-- 課題の指示 --
小論文の書き方を説明した学習テキストについて、「ポイント①:英文からの引用と定義(「本文の内容を踏まえ」)」から「ると、論旨に広がりが出ます。」までのすべてを書き直してください。その際、「本文」を「課題文」に改めてください。

ポイント①:英文からの引用と定義(「本文の内容を踏まえ」)

論述の説得力を高めるために、まず英文の内容を根拠として利用し、問題の背景を明確にします。

  • 問題の定義: 序論で、気候ストレスが単なる身体的苦痛ではなく、睡眠障害アレルゲン・汚染物質の増加といった要因を通じて、不安、抑うつ、既存精神疾患の悪化を引き起こす深刻な問題であると、本文の情報を使い定義します。
  • 脆弱な集団の特定: 特に高齢者、若年者、既存の精神疾患を持つ人、低社会経済的地位の人が脆弱である(本文の主張)ことを引用し、専門的介入が必要な対象を明確にします。
ポイント②:専門職としての多角的視点(「保健医療福祉の専門職として」)

看護学科の受験生として、医療・福祉の知識を活かした多角的な対策を提示します。関わり方を**「個人レベル」「集団・地域レベル」「システムレベル」**の3つに分けて考えると、論旨に広がりが出ます。

-- 記録の抜粋 --
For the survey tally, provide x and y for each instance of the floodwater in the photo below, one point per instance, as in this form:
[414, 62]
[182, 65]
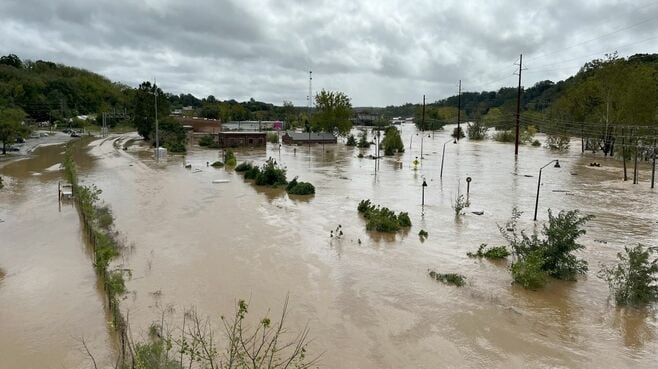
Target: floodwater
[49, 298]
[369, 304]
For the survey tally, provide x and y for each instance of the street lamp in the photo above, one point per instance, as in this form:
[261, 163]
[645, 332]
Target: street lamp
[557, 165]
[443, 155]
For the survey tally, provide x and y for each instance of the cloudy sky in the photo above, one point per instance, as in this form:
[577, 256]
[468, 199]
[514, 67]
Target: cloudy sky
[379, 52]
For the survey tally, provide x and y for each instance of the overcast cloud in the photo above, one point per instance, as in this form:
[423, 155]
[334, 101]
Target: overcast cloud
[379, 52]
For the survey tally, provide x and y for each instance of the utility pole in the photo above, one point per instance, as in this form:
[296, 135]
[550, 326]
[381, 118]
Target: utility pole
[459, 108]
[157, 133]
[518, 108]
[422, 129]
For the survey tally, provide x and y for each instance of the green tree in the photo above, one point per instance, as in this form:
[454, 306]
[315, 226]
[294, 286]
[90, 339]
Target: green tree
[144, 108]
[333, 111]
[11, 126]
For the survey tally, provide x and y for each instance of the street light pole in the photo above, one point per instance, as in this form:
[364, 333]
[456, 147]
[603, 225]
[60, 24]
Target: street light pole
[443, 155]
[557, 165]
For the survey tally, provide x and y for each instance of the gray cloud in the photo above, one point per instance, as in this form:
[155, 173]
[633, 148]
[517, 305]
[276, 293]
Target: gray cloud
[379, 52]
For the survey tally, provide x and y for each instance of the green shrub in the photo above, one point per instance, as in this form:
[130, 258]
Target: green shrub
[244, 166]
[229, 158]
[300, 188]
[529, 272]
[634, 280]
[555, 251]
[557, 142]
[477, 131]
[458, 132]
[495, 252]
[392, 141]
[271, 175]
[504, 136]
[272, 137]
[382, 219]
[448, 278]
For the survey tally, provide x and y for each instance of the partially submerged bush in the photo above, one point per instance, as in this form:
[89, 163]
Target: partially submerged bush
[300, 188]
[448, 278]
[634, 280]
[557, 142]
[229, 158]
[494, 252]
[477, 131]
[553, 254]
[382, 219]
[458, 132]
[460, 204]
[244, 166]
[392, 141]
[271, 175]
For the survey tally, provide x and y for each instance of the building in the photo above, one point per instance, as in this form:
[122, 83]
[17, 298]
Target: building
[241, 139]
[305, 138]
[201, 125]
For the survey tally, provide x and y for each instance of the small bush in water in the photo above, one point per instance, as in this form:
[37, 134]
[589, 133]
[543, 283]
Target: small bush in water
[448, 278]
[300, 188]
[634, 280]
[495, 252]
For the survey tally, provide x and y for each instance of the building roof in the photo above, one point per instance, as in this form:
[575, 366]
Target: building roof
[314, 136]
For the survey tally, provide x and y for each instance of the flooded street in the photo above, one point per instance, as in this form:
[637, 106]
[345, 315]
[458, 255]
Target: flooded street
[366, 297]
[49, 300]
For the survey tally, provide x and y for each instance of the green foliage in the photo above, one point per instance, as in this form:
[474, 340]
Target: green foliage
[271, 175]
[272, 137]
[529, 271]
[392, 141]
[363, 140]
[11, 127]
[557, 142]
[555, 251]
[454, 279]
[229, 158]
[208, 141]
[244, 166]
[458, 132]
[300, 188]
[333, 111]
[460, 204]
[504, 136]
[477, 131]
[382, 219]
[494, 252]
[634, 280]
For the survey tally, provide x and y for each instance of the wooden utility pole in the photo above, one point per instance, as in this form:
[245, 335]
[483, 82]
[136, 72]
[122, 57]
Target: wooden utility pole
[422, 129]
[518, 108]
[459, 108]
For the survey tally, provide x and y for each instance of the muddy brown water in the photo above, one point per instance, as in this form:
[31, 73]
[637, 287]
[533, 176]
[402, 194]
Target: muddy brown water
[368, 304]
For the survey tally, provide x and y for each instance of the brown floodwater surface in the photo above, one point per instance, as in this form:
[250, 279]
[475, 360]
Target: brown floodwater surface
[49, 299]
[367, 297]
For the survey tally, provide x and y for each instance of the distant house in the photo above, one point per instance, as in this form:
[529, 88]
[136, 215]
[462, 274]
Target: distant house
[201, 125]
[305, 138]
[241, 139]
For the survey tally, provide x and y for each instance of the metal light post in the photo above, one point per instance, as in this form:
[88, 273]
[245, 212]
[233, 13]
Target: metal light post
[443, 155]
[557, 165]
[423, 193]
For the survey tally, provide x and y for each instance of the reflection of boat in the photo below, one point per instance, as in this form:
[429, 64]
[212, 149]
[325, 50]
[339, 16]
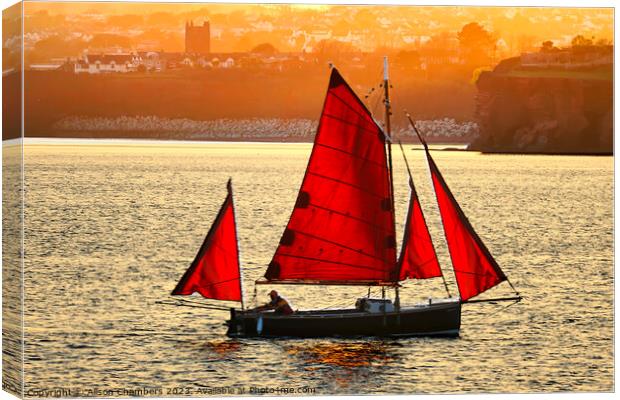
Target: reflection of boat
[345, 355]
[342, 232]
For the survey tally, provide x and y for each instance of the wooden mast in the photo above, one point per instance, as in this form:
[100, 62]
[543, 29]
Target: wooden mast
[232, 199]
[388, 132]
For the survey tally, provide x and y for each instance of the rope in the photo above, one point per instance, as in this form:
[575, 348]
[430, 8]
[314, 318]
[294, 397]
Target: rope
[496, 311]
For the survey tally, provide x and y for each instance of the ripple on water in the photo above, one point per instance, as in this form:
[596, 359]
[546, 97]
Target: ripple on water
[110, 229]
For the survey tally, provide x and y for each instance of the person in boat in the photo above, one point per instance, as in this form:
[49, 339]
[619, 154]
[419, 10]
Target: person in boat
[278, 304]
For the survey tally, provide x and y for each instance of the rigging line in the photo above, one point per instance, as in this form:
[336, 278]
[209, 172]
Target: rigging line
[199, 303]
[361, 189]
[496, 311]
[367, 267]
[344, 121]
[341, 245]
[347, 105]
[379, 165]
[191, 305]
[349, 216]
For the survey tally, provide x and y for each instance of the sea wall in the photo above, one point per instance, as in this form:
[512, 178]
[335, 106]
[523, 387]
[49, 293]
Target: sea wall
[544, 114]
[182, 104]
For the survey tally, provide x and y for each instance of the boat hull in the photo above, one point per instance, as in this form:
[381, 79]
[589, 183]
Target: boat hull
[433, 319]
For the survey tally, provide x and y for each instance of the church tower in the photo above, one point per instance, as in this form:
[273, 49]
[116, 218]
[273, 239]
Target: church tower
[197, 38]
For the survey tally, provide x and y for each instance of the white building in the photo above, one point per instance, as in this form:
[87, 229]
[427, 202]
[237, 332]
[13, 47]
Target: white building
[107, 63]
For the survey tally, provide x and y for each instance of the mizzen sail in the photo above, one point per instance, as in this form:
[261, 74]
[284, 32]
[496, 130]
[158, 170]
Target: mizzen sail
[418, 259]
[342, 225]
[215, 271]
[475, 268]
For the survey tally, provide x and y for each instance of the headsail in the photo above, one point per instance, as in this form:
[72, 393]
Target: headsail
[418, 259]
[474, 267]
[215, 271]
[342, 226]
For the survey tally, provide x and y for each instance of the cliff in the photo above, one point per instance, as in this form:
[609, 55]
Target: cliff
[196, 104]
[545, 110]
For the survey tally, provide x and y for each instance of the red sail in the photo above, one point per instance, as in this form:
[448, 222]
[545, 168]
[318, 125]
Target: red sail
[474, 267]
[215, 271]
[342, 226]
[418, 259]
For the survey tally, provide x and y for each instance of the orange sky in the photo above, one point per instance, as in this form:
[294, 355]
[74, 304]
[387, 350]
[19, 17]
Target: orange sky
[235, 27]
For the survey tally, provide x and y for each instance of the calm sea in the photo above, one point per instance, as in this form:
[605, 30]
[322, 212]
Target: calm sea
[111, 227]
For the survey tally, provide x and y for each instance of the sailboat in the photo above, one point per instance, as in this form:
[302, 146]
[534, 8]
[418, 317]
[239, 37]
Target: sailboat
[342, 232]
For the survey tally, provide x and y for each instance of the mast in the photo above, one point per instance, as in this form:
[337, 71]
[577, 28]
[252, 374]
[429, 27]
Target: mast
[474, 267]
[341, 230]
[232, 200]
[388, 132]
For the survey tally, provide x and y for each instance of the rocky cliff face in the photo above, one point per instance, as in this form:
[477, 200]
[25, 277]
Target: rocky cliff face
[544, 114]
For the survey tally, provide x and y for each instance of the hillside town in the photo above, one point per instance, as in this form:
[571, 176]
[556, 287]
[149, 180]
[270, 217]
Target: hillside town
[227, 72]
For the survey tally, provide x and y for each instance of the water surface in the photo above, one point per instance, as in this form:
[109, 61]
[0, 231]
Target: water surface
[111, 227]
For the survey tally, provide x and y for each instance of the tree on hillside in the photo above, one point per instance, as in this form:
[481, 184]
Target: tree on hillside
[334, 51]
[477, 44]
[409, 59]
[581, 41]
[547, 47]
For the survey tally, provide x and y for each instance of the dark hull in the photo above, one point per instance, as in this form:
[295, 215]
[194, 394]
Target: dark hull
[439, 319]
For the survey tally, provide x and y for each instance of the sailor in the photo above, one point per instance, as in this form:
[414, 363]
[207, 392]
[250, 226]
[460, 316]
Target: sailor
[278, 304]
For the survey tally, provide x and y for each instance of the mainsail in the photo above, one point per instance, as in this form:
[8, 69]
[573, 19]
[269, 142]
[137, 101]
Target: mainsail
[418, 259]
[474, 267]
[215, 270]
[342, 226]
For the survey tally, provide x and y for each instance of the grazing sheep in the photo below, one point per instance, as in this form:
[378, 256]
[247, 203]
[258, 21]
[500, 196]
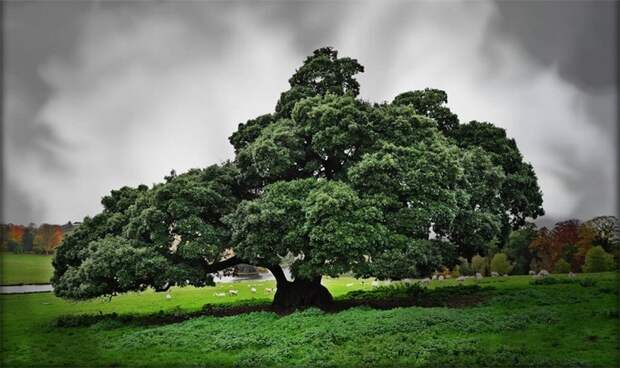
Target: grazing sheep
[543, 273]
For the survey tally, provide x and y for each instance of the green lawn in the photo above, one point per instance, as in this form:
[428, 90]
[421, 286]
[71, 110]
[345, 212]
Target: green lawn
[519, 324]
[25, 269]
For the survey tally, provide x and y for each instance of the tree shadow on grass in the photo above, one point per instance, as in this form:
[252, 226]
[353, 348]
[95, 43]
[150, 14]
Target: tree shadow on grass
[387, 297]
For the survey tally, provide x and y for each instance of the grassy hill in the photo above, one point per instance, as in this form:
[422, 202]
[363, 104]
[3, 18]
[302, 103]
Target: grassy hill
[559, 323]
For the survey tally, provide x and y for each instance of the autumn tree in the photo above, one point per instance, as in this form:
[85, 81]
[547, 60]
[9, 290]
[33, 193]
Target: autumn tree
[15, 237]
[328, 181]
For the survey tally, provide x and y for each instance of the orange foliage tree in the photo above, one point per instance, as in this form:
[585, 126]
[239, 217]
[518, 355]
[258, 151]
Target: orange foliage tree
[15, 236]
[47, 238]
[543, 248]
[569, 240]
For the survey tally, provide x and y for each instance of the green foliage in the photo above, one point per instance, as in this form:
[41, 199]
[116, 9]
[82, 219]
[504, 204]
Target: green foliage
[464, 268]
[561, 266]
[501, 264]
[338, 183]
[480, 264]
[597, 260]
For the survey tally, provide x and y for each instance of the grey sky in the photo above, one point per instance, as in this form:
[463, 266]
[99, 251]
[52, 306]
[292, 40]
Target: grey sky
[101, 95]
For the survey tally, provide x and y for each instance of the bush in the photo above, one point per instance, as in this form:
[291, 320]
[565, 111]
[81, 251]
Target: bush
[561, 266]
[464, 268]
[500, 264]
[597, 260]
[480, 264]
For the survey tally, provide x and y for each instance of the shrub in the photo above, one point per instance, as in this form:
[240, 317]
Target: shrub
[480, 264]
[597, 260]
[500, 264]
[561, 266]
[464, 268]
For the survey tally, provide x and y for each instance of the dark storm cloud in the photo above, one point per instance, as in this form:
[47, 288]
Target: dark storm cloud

-- 課題の解答 --
ポイント①:英文からの引用と定義(「課題文の内容を踏まえ」)

論述の説得力を高めるために、まず英文の内容を根拠として利用し、問題の背景を明確にします。

  • 問題の定義: 序論で、気候ストレスが単なる身体的苦痛ではなく、睡眠障害アレルゲン・汚染物質の増加といった要因を通じて、不安、抑うつ、既存精神疾患の悪化を引き起こす深刻な問題であると、課題文の情報を使い定義します。
  • 脆弱な集団の特定: 特に高齢者、若年者、既存の精神疾患を持つ人、低社会経済的地位の人が脆弱である(課題文の主張)ことを引用し、専門的介入が必要な対象を明確にします。
ポイント②:専門職としての多角的視点(「保健医療福祉の専門職として」)

看護学科の受験生として、医療・福祉の知識を活かした多角的な対策を提示します。関わり方を**「個人レベル」「集団・地域レベル」「システムレベル」**の3つに分けて考えると、論旨に広がりが出ます。